- **GOAL**
Echo the data below verbatim, line for line, and leave out the pictures.

- **GIVEN RECORDS**
- - - -

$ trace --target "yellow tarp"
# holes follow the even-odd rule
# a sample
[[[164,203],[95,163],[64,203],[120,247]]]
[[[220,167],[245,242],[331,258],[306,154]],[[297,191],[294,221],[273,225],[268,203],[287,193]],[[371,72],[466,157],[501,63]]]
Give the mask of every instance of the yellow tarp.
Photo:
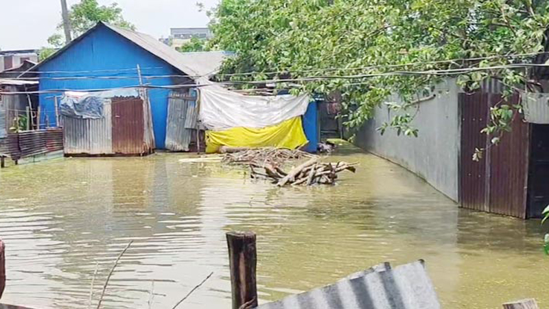
[[[222,131],[206,131],[206,152],[208,153],[216,152],[222,146],[295,149],[307,142],[301,116],[259,129],[231,128]]]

- - - -

- **TASK OUTPUT**
$ trace --target "yellow tarp"
# holes follow the even-odd rule
# a sample
[[[164,203],[95,163],[64,203],[120,247]]]
[[[220,167],[245,242],[331,258],[306,154]],[[297,191],[294,221],[273,225],[268,203],[287,193]],[[371,72],[466,157],[501,63]]]
Give the mask of every instance of the yellow tarp.
Photo:
[[[222,131],[206,131],[206,152],[208,153],[216,152],[222,146],[295,149],[307,142],[301,116],[259,129],[231,128]]]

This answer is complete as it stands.